**Passage to read:**
***
We can use these tokens in the grammar to implement all of the MapServer supported (via GEOS) logical operators. Note that in the above example fromText() appears as a function operating on a string. This is handled as a special case when tokenizing the string since we only want to do this once. So we create a shape literal based on the enclosed WKT string at this time.

Extending the grammar to support spatial functions

By supporting the use of more complex objects we can support functions on those objects. We could write:

EXPRESSION (area([shape]) < 100000)

or rely on even more of the GEOS operators. (Note: only the area function is present in the sandbox.) To do this we need to somehow store a shapeObj’s scope so that working copies can be free’d as appropriate. I would propose adding a “”int scope”” to the shapeObj structure definition. Shapes created in the course of expression evaluation would be tagged as having limited scope while literals or bindings would be left alone and presumably destroyed later. This saves having to make copies of shapes which can be expensive.

Context Sensitive Parsing

We could have done this all along but this would be an opportune time to implement context sensitive parser use. Presently we expect the parser to produce a true or false result, but certainly aren’t limited to that. The idea is to use the parser to compute values in other situations. Two places are working in the sandbox and are detailed below.

Class TEXT Parameter

Currently you can write:

  TEXT ([area] acres)

It looks as if the TEXT value is an expression (and it is stored as such) but it’s not evaluated as one. It would be very useful to treat this as a true expression. This would open up a world of formatting options for drivers that don’t support it otherwise (e.g. shapefiles). Ticket 2950 <> is an example where this would come in handy. Within the sandbox I’ve added toString, round and commify functions so that you can write:

TEXT (commify(toString([area]*0.000247105381,"%.2f")) + ' ac')
***
**Problem:** Copy the MapServer expression passage from "EXPRESSION (area([shape]) <" to "can be expensive.", replacing "sandbox" with "prototype".

**Given information:**
***
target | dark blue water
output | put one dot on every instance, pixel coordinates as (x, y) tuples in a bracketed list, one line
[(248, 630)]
***
**Written response:**
EXPRESSION (area([shape]) < 100000)

or rely on even more of the GEOS operators. (Note: only the area function is present in the prototype.) To do this we need to somehow store a shapeObj’s scope so that working copies can be free’d as appropriate. I would propose adding a “”int scope”” to the shapeObj structure definition. Shapes created in the course of expression evaluation would be tagged as having limited scope while literals or bindings would be left alone and presumably destroyed later. This saves having to make copies of shapes which can be expensive.